==== DATASET EXTRACT ====

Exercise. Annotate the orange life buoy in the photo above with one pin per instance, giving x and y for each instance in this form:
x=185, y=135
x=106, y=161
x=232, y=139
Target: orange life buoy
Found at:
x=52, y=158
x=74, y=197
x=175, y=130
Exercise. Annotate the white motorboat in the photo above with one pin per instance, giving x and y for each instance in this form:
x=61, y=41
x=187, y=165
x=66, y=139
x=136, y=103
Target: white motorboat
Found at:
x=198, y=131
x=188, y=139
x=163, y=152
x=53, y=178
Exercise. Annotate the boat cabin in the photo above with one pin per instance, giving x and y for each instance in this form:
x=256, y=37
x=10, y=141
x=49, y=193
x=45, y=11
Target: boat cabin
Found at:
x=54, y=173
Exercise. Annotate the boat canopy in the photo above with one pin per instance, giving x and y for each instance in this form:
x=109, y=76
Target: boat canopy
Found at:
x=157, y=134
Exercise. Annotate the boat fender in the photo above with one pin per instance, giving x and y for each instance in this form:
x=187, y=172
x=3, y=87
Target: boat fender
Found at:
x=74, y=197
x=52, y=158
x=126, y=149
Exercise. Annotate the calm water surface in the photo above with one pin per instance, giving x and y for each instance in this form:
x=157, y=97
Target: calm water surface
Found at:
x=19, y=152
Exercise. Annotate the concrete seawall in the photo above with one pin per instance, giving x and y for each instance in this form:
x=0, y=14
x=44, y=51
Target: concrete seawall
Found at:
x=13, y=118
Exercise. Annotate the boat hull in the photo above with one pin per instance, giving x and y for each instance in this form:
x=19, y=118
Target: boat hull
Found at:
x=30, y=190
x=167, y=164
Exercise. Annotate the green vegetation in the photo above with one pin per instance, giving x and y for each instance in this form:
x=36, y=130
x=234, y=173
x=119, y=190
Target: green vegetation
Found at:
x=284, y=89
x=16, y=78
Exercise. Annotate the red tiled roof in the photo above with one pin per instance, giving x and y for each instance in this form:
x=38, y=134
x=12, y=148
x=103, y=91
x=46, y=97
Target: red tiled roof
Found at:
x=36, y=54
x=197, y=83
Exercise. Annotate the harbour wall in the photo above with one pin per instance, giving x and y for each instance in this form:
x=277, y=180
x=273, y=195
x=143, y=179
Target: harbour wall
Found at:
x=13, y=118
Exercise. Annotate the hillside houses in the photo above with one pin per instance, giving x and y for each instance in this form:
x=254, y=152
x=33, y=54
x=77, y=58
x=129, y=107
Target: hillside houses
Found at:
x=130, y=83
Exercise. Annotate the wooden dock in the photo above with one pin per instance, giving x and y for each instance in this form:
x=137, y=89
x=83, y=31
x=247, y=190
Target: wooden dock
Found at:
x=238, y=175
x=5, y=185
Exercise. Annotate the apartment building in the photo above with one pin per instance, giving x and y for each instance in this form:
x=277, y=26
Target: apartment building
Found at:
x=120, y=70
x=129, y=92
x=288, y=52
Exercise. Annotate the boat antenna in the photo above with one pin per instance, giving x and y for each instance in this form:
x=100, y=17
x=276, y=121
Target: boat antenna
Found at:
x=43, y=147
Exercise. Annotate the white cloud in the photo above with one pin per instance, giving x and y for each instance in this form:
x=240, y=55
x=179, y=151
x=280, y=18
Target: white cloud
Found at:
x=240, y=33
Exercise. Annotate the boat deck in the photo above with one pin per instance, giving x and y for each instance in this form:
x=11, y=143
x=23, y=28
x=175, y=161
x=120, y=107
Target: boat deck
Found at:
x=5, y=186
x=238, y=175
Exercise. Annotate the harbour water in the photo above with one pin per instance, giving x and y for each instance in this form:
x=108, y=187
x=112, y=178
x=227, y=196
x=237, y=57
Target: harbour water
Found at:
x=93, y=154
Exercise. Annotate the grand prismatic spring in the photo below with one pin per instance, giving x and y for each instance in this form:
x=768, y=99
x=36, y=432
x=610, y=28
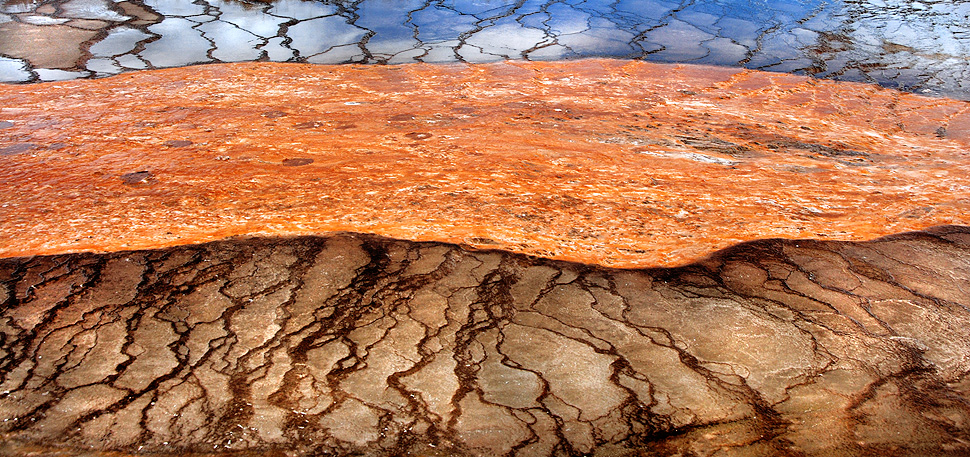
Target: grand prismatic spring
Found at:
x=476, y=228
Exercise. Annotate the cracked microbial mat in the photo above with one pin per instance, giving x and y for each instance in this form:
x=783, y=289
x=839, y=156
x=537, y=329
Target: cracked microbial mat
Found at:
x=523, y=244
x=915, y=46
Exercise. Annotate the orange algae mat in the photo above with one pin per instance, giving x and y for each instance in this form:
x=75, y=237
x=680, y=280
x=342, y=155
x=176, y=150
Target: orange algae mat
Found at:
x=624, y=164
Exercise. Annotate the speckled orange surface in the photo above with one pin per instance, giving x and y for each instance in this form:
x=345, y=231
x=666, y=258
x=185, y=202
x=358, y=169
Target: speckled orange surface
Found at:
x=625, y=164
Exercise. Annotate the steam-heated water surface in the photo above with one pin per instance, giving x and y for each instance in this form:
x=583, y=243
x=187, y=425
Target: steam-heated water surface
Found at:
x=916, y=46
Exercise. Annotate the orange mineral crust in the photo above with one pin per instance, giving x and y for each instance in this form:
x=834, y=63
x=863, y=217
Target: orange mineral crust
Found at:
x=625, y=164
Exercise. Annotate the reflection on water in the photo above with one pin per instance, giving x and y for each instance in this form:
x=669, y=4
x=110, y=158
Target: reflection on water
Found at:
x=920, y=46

====
==== DATASET EXTRACT ====

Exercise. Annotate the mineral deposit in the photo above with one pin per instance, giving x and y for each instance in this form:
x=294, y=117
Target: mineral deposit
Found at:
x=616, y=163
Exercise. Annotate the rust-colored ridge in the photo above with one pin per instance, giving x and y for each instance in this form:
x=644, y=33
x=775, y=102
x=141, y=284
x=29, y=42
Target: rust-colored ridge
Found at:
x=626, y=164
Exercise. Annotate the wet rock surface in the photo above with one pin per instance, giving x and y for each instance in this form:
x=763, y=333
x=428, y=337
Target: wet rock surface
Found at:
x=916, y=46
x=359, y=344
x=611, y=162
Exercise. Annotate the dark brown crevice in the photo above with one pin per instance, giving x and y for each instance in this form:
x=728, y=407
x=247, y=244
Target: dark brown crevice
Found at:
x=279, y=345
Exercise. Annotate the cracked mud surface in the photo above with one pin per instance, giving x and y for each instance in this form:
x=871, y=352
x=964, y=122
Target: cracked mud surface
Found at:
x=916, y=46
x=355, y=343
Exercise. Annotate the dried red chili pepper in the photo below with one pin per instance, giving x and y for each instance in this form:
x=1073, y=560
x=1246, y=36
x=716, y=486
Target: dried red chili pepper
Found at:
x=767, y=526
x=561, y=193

====
==== DATASET EXTRACT ====

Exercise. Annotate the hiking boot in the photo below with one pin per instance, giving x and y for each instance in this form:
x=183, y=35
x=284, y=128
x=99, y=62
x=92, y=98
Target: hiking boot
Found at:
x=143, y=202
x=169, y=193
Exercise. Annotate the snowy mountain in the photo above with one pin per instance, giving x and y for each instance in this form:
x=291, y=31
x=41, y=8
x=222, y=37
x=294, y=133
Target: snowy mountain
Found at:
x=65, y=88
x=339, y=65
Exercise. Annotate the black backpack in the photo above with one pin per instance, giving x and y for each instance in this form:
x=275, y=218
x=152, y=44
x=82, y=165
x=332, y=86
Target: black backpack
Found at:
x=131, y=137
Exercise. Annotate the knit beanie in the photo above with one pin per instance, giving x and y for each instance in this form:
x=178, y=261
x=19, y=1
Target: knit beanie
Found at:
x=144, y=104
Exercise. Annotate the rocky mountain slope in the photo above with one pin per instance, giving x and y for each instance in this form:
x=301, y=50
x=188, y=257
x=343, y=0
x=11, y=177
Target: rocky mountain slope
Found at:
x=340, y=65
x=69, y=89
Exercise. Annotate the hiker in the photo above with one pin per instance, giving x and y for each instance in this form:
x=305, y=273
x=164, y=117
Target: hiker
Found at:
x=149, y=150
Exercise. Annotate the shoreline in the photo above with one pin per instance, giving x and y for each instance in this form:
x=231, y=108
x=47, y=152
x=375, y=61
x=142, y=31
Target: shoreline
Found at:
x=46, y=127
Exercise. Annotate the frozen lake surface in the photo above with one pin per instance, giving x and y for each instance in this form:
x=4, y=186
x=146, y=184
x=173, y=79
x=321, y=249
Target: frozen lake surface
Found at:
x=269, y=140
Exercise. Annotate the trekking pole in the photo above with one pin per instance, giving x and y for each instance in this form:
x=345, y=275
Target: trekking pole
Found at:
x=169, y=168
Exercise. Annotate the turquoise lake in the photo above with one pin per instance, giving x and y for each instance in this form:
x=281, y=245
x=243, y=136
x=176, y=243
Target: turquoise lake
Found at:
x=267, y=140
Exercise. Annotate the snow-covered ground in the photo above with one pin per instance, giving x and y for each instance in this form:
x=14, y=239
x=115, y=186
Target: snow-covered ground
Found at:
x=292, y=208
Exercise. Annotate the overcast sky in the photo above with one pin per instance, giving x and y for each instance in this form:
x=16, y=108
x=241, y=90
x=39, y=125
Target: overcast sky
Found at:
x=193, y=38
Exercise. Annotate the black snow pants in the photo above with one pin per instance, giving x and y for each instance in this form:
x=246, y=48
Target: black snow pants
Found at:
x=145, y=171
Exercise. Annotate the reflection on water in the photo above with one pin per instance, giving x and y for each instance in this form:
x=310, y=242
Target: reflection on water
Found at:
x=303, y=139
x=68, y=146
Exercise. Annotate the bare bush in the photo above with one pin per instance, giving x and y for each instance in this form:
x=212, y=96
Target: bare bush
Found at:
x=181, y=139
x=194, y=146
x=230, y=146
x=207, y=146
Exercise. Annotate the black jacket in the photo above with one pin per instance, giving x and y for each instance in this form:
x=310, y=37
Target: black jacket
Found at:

====

__EXERCISE DETAILS__.
Take the stretch of lines above from the one containing "x=109, y=76" through the one containing "x=276, y=121" and repeat it exactly, adding no other line.

__ANSWER SPACE__.
x=109, y=76
Target: boat canopy
Found at:
x=157, y=134
Exercise. Annotate the boat fender in the photo above with one pin per instance, giving x and y for each instance in this form:
x=187, y=172
x=3, y=87
Target: boat fender
Found at:
x=74, y=197
x=52, y=158
x=126, y=149
Exercise. Annotate the calm water surface in the photo above with one pin per instance, giving x and y for each instance in this form:
x=157, y=97
Target: calm water surface
Found at:
x=19, y=152
Exercise. Annotate the concrete seawall in the photo above with one pin per instance, giving x and y for each instance in this form:
x=0, y=14
x=44, y=51
Target: concrete seawall
Found at:
x=13, y=118
Exercise. Annotate the boat hull in the photo above with one pin per instance, giving x and y for each instance in this form:
x=19, y=118
Target: boat hull
Found at:
x=30, y=190
x=167, y=164
Exercise. Annotate the green vegetation in the photo above with one pin per instance, giving x and y for each instance in this form:
x=36, y=130
x=234, y=173
x=119, y=190
Target: green vegetation
Found at:
x=284, y=89
x=16, y=78
Exercise. Annotate the red tiled roof in the photo above with one pin per instance, giving x and y for each instance in this form:
x=38, y=134
x=12, y=148
x=103, y=91
x=46, y=97
Target: red tiled roof
Found at:
x=36, y=54
x=197, y=83
Exercise. Annotate the harbour wall in the photo above with one pin per instance, giving x and y for each instance in this form:
x=277, y=180
x=273, y=195
x=143, y=179
Target: harbour wall
Found at:
x=13, y=118
Exercise. Annotate the hillside houses in the photo above with one pin per instance, giving x and y for each instance in this form:
x=254, y=152
x=33, y=54
x=77, y=58
x=129, y=107
Target: hillside houses
Found at:
x=130, y=83
Exercise. Annotate the wooden dock in the photo above with one pin per instance, giving x and y for each instance in this form:
x=137, y=89
x=83, y=31
x=247, y=190
Target: wooden dock
Found at:
x=238, y=175
x=5, y=185
Exercise. Annotate the apartment building in the photo above with one pin per instance, giving x and y for each instance in this form:
x=277, y=26
Target: apartment building
Found at:
x=120, y=70
x=129, y=92
x=288, y=52
Exercise. Annotate the boat antenna in the photo above with one pin per instance, giving x and y for each instance in this form:
x=100, y=17
x=276, y=121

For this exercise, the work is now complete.